*Testo citato*:

Creato il 31 agosto 2010 da Sostiene Pereira...
Crimen PerfectoAlex De La Iglesia è regista appartenente a quella corrente di autori che al seguito di Almodovar hanno avuto modo di proporre il loro stile irriverente e grottesco nella rappresentazione di storie di varia umanità e il seguente film appartiene al genere della commedia nera, in cui il regista tenta di proporre una critica sociale e di costume su cui permangono alcuni dubbi di fondo.
Il film è sicuramente divertente e ironico, ci presenta sin dall'inizio un protagonista vincente e amato dalle donne, che presto o tardi dovrà vedersela con un cambio di rotta nella propria inesistenza, per lui sino a quel momento improponibile ed inimmaginabile.
Alcuni aspetti del film sono riusciti e non si può non provare simpatia per il protagonista, nonostante la sua superficialità, che in ogni caso crea invidia o almeno così vorrebbe farci credere il regista, sino al cambio di prospettiva e alla sua discesa agli inferi, in cui entra in gioco Lourdes (Monica Cervera), il cui nome è in palese contrasto con la propria acribia e disprezzo per un contesto da cui sino a quel momento si è sentita rifiutata e verso il quale permane una sottotraccia di disprezzo sociale.
De La Iglesia pare comunicare senza ipocrisie il dispregio che deriva dall'immaginario comune per ciò che appare brutto e sgradevole, venendo così confinato ai margini, ma la vendetta di coloro che sino a quel momento sono stati disdeganti non è da meno e le conseguenze sono umanamente grottesche, al punto da farti provare quasi compassione per Rafael (Guillermo Toledo), che nella sua discesa verso la follia medita la distruzione di Lourdes e la sua rinascita a nuova vita libertina.
Suscita qualche sospetto questa visione apparentemente critica della contrapposizione bellezza/bruttezza, in cui la controparte si rivela non meno infida dell'altra sino ad un trionfo inaspettato, che la pone sullo stesso piano superficiale ed ancor più esplicito di coloro, che come Rafael si fanno portatori di uno stile che potrebbe dirsi discutibile per la carenza di affettività ed umanità che si cela dietro agli abiti impeccabili ed eleganti di cui si traveste.
La pagliacciata finale forse è un modo per esporre alla luce il ridicolo che è in noi, che soggiace in noi, ma che non osiamo manifestare sino al momento in cui non arriva un nuovo guru, esteticamente improponibile, ma in grado per questo di farci prendere coscienza della nostra natura?
Riflessioni eccessive le mie su un film comunque godibile, ma che inevitabilmente lancia dei messaggi di fondo di critica sociale che non posso non prendere in considerazione, con il dubbio sottopelle sulle modalità di espressione e sugli intenti più o meno riusciti di dileggio del regista.

Record di annotazione della posizione:
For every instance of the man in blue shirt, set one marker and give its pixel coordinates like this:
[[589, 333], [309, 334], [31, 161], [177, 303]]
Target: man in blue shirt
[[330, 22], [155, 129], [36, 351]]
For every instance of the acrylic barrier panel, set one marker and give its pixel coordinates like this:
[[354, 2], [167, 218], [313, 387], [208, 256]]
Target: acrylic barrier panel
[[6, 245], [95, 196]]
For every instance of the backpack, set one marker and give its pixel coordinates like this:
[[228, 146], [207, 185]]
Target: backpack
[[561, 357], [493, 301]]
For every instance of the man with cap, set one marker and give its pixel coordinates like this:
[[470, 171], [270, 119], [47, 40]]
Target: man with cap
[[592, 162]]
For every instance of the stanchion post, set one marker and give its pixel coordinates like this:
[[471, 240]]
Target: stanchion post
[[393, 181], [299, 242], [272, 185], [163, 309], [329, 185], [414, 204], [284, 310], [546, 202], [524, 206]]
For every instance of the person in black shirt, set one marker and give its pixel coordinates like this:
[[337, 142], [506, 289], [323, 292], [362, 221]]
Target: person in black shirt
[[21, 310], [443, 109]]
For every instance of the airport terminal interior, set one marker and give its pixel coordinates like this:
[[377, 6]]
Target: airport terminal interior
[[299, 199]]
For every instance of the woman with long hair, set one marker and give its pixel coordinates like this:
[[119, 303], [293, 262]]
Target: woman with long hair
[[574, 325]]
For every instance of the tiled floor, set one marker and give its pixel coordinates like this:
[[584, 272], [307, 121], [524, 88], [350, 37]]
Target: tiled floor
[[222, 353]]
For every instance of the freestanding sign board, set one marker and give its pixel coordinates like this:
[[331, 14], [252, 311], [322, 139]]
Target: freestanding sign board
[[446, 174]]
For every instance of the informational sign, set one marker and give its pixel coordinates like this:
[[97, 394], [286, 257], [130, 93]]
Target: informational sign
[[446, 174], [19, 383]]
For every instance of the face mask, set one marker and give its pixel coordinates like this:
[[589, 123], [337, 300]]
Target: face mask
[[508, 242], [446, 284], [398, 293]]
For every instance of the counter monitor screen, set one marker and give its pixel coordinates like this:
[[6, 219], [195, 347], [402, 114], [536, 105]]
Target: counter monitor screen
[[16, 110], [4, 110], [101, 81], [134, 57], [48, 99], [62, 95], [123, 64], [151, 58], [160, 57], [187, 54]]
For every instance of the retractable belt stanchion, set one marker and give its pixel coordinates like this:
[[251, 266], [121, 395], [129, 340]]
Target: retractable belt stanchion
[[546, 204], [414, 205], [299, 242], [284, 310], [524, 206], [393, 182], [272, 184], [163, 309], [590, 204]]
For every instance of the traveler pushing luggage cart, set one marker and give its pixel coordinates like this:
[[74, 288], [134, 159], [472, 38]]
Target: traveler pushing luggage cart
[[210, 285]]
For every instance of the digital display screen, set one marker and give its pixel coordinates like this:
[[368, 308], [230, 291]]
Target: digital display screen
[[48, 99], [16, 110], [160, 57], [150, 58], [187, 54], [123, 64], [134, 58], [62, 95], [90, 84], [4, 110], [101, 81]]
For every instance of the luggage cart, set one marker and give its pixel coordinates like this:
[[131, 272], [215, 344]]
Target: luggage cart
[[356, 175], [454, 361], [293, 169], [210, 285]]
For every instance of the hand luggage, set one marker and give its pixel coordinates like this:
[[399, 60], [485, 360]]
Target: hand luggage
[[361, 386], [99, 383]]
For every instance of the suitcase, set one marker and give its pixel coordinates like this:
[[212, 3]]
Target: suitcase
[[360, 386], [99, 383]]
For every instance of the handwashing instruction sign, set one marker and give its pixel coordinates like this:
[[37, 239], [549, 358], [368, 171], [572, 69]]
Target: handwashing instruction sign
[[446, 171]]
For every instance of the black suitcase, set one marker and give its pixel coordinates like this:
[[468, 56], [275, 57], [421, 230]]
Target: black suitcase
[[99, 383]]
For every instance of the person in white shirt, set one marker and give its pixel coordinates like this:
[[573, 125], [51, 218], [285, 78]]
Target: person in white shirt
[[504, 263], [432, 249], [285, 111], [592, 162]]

*Compiti da svolgere*:
1: Ricopia parola per parola il passo della recensione che comincia con le parole "La pagliacciata finale" e termina dopo le parole "dileggio del regista.".
2: Spiega in una-tre frasi perché, secondo la recensione, la visione apparentemente critica della contrapposizione tra bellezza e bruttezza suscita qualche sospetto.

*Soluzioni in ordine*:
1:
La pagliacciata finale forse è un modo per esporre alla luce il ridicolo che è in noi, che soggiace in noi, ma che non osiamo manifestare sino al momento in cui non arriva un nuovo guru, esteticamente improponibile, ma in grado per questo di farci prendere coscienza della nostra natura?
Riflessioni eccessive le mie su un film comunque godibile, ma che inevitabilmente lancia dei messaggi di fondo di critica sociale che non posso non prendere in considerazione, con il dubbio sottopelle sulle modalità di espressione e sugli intenti più o meno riusciti di dileggio del regista.

2: Suscita sospetto perché la controparte si rivela non meno infida dell'altra, fino a un trionfo inaspettato. Questo trionfo la pone sullo stesso piano superficiale, e ancor più esplicito, di chi, come Rafael, porta uno stile discutibile per la carenza di affettività e umanità nascosta dietro abiti impeccabili ed eleganti.